"""

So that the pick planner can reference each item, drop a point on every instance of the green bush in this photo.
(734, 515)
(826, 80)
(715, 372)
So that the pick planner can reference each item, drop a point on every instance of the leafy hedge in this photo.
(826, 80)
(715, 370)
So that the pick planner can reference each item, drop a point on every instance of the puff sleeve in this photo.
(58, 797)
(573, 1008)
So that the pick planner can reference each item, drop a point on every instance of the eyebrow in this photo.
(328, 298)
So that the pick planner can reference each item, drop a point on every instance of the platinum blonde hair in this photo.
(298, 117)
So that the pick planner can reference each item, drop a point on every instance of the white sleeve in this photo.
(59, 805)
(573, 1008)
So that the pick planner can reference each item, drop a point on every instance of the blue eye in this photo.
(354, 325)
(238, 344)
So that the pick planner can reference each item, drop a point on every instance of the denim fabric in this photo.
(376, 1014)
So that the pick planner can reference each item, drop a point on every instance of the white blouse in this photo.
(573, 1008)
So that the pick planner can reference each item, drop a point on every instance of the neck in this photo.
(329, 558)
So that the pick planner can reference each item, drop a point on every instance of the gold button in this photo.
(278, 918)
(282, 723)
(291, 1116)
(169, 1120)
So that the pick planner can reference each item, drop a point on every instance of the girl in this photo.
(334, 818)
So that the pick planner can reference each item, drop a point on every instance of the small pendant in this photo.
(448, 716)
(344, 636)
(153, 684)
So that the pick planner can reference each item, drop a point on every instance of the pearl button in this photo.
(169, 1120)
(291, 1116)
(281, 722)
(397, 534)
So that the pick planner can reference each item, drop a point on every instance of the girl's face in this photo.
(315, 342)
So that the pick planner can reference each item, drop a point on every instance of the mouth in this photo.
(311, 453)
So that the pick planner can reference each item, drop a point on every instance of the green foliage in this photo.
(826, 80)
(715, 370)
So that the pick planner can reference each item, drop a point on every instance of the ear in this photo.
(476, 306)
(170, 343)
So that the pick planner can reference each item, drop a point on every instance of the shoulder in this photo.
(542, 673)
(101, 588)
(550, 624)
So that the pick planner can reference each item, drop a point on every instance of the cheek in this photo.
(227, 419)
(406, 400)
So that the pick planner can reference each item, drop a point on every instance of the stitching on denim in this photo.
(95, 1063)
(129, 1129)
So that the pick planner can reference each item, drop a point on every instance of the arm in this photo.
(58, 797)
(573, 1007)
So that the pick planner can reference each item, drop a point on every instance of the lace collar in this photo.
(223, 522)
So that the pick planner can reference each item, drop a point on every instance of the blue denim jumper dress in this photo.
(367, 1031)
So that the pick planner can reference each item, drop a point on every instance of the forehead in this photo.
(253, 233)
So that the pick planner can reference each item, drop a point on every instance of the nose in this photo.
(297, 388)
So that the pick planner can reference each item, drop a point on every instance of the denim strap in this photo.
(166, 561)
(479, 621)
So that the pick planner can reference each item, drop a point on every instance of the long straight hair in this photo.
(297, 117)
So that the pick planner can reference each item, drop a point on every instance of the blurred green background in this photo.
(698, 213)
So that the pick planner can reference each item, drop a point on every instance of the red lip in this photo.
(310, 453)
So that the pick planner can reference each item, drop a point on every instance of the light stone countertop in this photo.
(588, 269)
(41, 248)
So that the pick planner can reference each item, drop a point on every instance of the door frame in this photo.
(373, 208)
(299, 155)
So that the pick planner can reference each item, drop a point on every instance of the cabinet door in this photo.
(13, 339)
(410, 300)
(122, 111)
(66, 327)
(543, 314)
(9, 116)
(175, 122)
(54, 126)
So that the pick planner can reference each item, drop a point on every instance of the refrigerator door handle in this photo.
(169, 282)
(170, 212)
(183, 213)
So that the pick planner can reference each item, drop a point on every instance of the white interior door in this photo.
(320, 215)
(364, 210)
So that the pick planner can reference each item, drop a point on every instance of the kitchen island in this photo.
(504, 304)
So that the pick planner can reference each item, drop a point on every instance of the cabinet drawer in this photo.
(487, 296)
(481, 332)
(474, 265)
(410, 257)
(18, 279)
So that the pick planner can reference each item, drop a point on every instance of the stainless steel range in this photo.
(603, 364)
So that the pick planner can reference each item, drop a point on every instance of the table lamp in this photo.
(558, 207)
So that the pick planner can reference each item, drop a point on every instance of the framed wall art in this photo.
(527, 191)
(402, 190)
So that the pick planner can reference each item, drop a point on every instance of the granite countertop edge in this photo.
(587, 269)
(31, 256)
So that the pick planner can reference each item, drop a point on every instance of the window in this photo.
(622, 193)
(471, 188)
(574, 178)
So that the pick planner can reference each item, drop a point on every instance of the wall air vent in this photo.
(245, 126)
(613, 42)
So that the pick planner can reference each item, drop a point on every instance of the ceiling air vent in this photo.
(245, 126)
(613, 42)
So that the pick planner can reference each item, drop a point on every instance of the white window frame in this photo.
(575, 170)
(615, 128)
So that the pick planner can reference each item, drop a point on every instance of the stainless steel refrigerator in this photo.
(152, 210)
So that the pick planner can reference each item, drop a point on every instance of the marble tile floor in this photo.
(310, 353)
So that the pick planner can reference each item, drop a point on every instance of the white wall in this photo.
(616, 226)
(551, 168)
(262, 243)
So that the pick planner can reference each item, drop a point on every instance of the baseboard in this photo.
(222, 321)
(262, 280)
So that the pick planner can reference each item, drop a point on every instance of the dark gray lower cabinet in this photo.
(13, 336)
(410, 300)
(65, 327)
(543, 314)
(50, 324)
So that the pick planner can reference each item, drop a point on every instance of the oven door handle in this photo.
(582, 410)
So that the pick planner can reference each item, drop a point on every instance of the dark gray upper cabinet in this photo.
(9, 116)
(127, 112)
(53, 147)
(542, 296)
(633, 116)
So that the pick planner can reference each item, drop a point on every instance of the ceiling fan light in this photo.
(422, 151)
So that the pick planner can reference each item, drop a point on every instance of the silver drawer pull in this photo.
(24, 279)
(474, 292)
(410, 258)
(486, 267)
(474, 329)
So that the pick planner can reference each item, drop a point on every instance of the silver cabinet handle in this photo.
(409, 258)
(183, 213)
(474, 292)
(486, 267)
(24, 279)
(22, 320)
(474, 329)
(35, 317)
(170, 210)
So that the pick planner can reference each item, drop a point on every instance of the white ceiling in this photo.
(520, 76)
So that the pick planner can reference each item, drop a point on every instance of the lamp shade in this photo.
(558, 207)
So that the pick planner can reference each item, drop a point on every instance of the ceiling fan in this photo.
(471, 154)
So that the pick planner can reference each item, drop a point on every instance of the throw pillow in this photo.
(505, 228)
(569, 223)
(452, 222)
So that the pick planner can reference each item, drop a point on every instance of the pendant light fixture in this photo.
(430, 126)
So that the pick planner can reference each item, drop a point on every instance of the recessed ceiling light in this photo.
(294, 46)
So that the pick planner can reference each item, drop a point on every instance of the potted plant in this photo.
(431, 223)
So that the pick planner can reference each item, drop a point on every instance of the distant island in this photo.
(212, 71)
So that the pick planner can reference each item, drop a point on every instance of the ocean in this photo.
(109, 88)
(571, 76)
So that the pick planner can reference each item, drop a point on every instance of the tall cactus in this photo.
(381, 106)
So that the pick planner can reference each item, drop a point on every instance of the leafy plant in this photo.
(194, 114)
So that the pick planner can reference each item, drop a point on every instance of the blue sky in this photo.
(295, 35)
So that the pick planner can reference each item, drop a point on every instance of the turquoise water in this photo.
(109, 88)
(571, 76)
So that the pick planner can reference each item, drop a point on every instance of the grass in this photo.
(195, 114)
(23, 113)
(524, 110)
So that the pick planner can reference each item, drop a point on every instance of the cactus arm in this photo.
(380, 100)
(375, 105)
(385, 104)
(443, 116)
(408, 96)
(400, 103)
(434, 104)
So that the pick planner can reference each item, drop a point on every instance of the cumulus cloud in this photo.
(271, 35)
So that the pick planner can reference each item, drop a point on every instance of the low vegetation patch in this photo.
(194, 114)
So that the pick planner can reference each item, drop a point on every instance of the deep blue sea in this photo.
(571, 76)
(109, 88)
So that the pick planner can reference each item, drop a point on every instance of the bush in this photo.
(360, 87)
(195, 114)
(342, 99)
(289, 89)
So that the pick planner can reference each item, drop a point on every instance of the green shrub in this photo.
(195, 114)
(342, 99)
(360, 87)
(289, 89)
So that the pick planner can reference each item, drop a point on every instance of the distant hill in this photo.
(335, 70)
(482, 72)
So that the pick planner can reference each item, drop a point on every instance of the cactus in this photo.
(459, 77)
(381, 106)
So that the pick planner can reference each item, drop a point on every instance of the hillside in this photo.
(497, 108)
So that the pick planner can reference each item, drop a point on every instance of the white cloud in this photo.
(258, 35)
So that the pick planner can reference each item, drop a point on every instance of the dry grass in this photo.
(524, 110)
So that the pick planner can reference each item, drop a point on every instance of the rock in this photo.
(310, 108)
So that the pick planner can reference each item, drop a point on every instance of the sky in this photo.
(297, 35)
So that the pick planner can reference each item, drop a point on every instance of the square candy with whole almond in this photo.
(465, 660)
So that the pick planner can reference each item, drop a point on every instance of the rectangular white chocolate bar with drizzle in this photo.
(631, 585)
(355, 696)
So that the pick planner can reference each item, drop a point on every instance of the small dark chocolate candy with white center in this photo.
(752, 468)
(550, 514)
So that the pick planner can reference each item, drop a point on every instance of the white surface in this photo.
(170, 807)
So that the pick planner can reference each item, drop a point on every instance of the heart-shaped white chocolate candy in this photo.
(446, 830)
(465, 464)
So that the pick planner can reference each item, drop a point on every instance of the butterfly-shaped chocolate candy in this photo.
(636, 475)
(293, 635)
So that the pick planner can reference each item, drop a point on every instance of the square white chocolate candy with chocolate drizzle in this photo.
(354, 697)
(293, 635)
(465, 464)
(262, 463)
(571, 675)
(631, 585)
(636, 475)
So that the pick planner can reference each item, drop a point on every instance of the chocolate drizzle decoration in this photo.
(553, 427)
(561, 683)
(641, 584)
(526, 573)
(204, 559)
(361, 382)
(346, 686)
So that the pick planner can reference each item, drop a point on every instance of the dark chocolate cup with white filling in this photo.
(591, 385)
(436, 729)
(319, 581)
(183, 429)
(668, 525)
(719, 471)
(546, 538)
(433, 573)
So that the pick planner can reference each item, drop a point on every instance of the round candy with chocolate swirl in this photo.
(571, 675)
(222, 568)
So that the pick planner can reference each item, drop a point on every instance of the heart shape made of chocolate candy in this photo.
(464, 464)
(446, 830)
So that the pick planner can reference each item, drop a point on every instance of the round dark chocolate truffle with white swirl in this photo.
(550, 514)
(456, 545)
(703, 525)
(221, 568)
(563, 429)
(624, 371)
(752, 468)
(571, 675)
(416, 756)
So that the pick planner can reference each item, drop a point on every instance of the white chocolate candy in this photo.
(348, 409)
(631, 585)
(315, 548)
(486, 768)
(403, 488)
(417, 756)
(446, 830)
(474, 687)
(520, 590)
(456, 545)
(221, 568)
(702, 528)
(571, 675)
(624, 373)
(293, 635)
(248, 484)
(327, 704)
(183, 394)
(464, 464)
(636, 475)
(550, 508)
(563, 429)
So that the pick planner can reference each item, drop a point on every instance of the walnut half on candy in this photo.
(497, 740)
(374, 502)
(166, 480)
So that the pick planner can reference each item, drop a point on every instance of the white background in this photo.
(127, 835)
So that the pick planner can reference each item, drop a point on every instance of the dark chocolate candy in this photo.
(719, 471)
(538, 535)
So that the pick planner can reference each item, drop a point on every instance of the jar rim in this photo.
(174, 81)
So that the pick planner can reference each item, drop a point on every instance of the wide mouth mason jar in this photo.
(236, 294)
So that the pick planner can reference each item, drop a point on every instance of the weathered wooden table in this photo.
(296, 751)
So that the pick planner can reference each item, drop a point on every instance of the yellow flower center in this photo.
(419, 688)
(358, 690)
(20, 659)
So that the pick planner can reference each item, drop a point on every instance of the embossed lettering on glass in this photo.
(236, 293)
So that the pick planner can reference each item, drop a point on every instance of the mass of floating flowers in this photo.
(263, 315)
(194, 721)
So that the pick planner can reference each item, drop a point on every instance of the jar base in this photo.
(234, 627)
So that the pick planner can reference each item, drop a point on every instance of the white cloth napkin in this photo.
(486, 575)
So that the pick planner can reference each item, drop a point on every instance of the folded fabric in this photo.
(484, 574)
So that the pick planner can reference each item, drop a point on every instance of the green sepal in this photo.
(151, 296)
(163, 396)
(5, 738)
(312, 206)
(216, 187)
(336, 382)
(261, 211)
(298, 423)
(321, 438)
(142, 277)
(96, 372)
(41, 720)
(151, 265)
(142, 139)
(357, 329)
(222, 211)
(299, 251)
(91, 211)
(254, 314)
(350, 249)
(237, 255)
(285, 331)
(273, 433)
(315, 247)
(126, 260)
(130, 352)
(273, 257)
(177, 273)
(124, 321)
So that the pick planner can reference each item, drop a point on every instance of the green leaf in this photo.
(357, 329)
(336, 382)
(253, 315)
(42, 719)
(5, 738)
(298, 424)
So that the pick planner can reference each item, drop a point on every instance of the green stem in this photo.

"""

(CONSIGNES)
Citez mot pour mot les lignes ci-dessus, en commençant par celle qui contient « base in this photo. » et en allant jusqu'à la dernière ligne, les deux bornes comprises.

(RÉPONSE ATTENDUE)
So that the pick planner can reference each item, drop a point on every instance of the jar base in this photo.
(234, 627)
So that the pick planner can reference each item, drop a point on every instance of the white cloth napkin in this photo.
(486, 575)
So that the pick planner can reference each item, drop a point on every instance of the folded fabric in this photo.
(484, 574)
So that the pick planner can reference each item, drop a point on every instance of the green sepal in this photo.
(151, 296)
(163, 396)
(5, 738)
(312, 206)
(216, 187)
(336, 382)
(261, 211)
(298, 423)
(321, 438)
(142, 277)
(96, 372)
(41, 720)
(151, 265)
(142, 139)
(357, 329)
(222, 211)
(299, 251)
(91, 211)
(254, 314)
(350, 249)
(237, 255)
(285, 331)
(273, 433)
(315, 247)
(126, 260)
(130, 352)
(273, 257)
(177, 273)
(124, 321)
So that the pick planner can reference each item, drop a point on every instance of the green leaf in this photo.
(357, 329)
(336, 382)
(253, 315)
(42, 719)
(5, 738)
(298, 424)
So that the pick planner can reference each item, drop a point on every instance of the green stem in this photo.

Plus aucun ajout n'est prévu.